━━━━━ INFORMATION GIVEN

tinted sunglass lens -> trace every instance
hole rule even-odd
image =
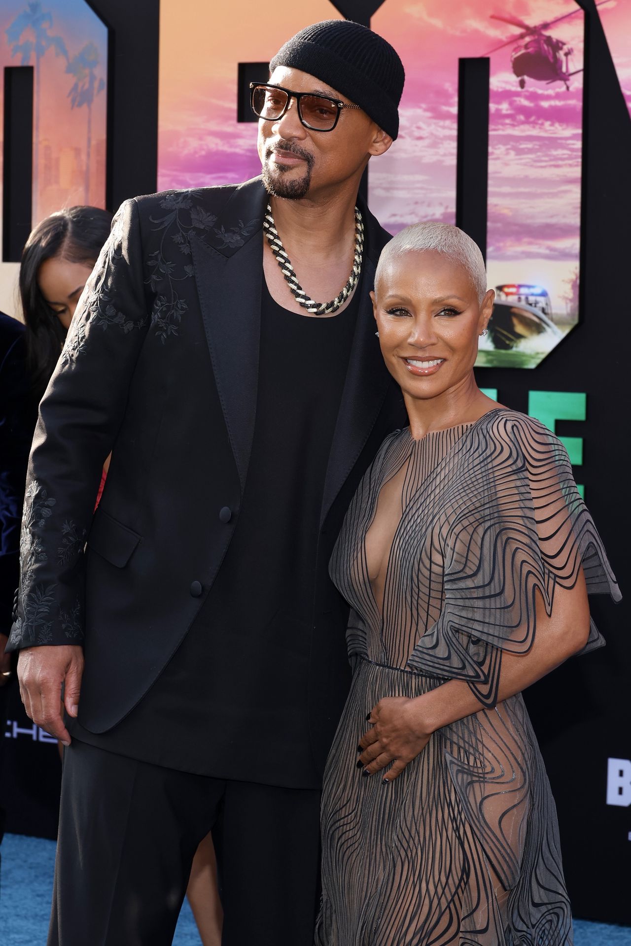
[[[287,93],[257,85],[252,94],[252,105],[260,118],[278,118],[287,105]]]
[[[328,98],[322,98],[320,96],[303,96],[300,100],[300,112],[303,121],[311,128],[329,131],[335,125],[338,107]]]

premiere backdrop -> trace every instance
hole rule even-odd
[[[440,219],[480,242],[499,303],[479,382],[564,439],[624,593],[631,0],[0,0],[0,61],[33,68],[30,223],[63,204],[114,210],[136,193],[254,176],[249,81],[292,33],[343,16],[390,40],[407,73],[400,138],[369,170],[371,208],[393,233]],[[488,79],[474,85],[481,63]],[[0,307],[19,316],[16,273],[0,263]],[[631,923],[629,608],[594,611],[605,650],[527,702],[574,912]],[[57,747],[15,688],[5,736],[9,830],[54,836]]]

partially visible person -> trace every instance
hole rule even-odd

━━━━━━━━━━
━━━━━ INFORMATION GIVEN

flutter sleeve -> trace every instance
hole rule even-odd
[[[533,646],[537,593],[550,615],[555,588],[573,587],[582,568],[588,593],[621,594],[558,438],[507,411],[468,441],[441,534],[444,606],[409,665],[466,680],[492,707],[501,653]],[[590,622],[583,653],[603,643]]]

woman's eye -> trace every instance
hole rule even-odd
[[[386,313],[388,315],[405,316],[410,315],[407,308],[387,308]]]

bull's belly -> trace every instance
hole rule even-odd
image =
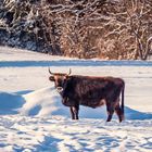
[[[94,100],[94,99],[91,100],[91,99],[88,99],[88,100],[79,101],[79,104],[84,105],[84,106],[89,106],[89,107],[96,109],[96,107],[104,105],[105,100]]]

━━━━━━━━━━

[DIRECTIONS]:
Rewrite everything in the items from the line containing "woman's eye -> trace every instance" down to the line containing "[[[386,313],[388,315],[405,316],[410,315],[407,308],[387,308]]]" as a Markdown table with the columns Row and Content, numbering each line and omitting any blank lines.

[RESULT OF THIS TASK]:
| Row | Content |
|---|---|
| 1 | woman's eye -> trace every instance |
| 2 | hole rule even-odd |
| 3 | [[[386,313],[388,315],[405,316],[410,315],[407,308],[387,308]]] |